▶ [Exercise instructions] Render every line of the items below as a Markdown table with two columns, No. and Text, giving each line a row number and omitting any blank lines.

▶ [Dataset records]
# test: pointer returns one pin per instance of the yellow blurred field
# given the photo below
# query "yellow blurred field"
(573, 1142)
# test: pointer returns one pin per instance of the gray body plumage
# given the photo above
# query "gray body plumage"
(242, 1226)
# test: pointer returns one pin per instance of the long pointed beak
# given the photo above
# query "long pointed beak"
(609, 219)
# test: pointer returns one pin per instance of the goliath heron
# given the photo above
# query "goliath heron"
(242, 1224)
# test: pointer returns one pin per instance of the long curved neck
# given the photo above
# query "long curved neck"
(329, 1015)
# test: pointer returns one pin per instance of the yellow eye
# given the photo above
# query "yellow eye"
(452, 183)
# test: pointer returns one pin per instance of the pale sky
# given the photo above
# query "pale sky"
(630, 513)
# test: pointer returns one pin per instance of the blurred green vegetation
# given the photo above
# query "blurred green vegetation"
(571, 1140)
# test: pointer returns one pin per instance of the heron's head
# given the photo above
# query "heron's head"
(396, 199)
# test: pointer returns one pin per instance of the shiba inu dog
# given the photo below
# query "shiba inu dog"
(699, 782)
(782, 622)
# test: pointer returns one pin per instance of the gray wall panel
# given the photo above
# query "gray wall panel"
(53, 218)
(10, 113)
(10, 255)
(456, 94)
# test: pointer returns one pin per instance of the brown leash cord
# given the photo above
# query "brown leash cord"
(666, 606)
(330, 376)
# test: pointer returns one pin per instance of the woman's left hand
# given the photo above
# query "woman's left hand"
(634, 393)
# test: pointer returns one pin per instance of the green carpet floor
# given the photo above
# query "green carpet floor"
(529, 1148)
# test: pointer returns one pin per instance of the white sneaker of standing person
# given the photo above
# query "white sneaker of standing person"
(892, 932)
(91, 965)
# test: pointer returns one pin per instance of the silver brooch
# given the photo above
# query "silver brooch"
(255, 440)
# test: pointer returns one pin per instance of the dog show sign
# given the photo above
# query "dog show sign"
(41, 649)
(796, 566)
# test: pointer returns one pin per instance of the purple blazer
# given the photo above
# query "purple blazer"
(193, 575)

▶ [Response]
| No. | Text |
|---|---|
| 1 | # test: pointer returns one pin per instance of the yellow blurred field |
| 2 | # given the photo below |
| 3 | # query "yellow blurred field" |
| 4 | (573, 1142) |
| 5 | # test: pointer returns one pin per instance of the gray body plumage |
| 6 | # given the photo above |
| 7 | # query "gray body plumage" |
| 8 | (242, 1226) |
| 9 | # test: pointer returns one pin per instance of the long pointed beak |
| 10 | # given the photo above |
| 11 | # query "long pointed beak" |
| 12 | (609, 219) |
| 13 | # test: pointer returns one pin per instance of the goliath heron |
| 14 | # given the photo above |
| 15 | # query "goliath heron" |
| 16 | (242, 1224) |
| 17 | # test: pointer returns one pin per instance of the long curved neck |
| 18 | # given the photo above |
| 19 | # query "long curved neck" |
| 20 | (329, 1015) |
| 21 | # test: pointer returns one pin per instance of the yellow eye |
| 22 | # given the photo above |
| 23 | # query "yellow eye" |
| 24 | (452, 183) |
| 25 | # test: pointer returns one pin per instance of the pale sky |
| 26 | # given the photo above |
| 27 | # query "pale sky" |
| 28 | (630, 513) |
| 29 | # test: pointer returns one pin per instance of the blurred green vegetation |
| 30 | # given the photo above |
| 31 | # query "blurred green vegetation" |
| 32 | (571, 1140) |
| 33 | # test: pointer returns one pin per instance of the heron's head |
| 34 | # given the photo above |
| 35 | # query "heron's head" |
| 36 | (396, 199) |
| 37 | # test: pointer returns one pin per instance of the shiba inu dog |
| 38 | # given the photo below |
| 39 | # query "shiba inu dog" |
| 40 | (699, 782) |
| 41 | (782, 622) |
| 42 | # test: pointer returns one pin per instance of the gray wall panel |
| 43 | # given the photo above |
| 44 | # query "gray wall panel" |
| 45 | (53, 218) |
| 46 | (10, 113) |
| 47 | (10, 255) |
| 48 | (456, 94) |
| 49 | # test: pointer returns one pin per instance of the brown leash cord |
| 50 | # given the photo above |
| 51 | # query "brown leash cord" |
| 52 | (666, 606) |
| 53 | (330, 376) |
| 54 | # test: pointer returns one pin per instance of the woman's left hand |
| 55 | # given the photo above |
| 56 | # query "woman's left hand" |
| 57 | (634, 393) |
| 58 | # test: pointer returns one pin per instance of the green carpet floor |
| 59 | # given the photo above |
| 60 | # query "green carpet floor" |
| 61 | (529, 1148) |
| 62 | # test: pointer returns one pin per instance of the white sneaker of standing person |
| 63 | # given the photo above |
| 64 | # query "white sneaker of standing person" |
| 65 | (892, 932) |
| 66 | (91, 965) |
| 67 | # test: pointer returns one pin per instance of the silver brooch |
| 68 | # given the photo above |
| 69 | # query "silver brooch" |
| 70 | (255, 440) |
| 71 | # test: pointer returns one pin per instance of the dog show sign |
| 72 | # given the photo above |
| 73 | # query "dog show sign" |
| 74 | (41, 649) |
| 75 | (796, 566) |
| 76 | # test: pointer returns one pin per instance of the purple blazer |
| 77 | # given the photo above |
| 78 | # query "purple blazer" |
| 79 | (193, 575) |